## Records for this exercise
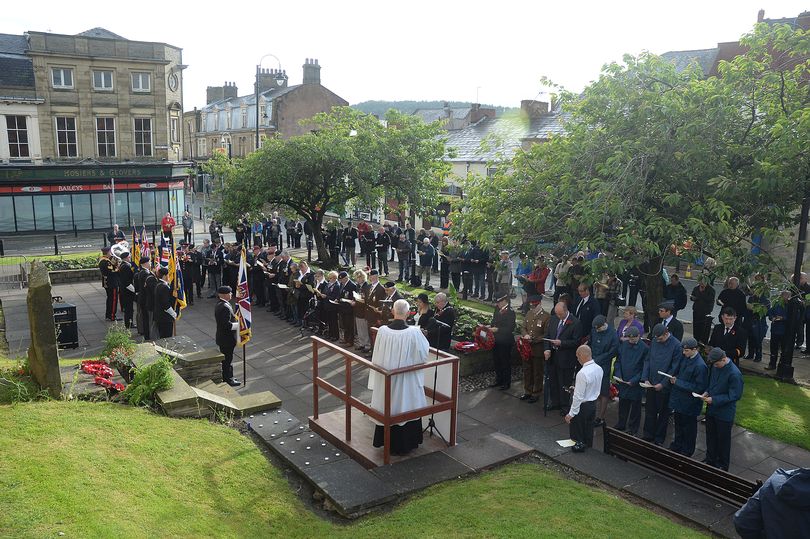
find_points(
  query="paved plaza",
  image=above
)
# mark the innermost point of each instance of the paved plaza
(279, 359)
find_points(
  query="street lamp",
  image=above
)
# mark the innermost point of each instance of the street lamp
(279, 78)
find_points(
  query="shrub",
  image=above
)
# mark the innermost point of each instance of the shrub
(148, 381)
(85, 262)
(118, 339)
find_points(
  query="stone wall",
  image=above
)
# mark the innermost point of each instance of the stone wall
(43, 356)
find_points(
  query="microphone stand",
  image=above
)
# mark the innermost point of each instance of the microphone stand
(431, 422)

## Directions for this task
Extract all of the rows above word for word, line by line, and leave the pictures out.

## Written response
find_points(
  query="paved plaza",
  image=above
)
# mark the innermost point of each instance of the paved plaza
(279, 359)
find_points(
  query="street lamp",
  image=above
)
# mark the innermost point of each instance of the street lamp
(279, 78)
find_points(
  query="shrub",
  image=above
)
# mark the innermost point of each instance of the shrub
(148, 381)
(85, 262)
(118, 339)
find_points(
  query="stone wall",
  image=above
)
# mark the innermost point of each instance of the stone wall
(43, 356)
find_points(
  query="microphone stand",
  image=above
)
# mark the innermost point of each instance of the microphone stand
(431, 422)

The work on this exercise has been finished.